▶ _Stated problem_: Return every line below as is, leaving out the pictures.

--- Begin Given data ---

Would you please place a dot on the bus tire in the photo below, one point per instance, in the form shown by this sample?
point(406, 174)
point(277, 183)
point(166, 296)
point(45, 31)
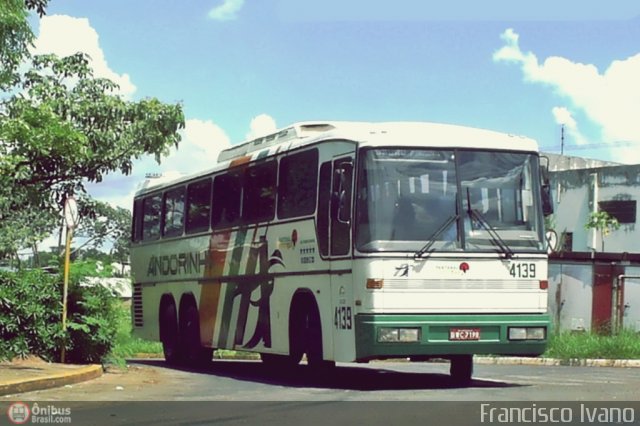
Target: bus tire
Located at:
point(169, 333)
point(461, 369)
point(194, 353)
point(313, 346)
point(297, 330)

--- End Given data ---

▶ _Written solution_:
Would you please place a dot on the bus tire in the photo below, one point per instance, in the form shown by this sample?
point(406, 174)
point(277, 183)
point(166, 296)
point(45, 31)
Target: bus tire
Located at:
point(169, 333)
point(461, 369)
point(194, 353)
point(313, 346)
point(297, 330)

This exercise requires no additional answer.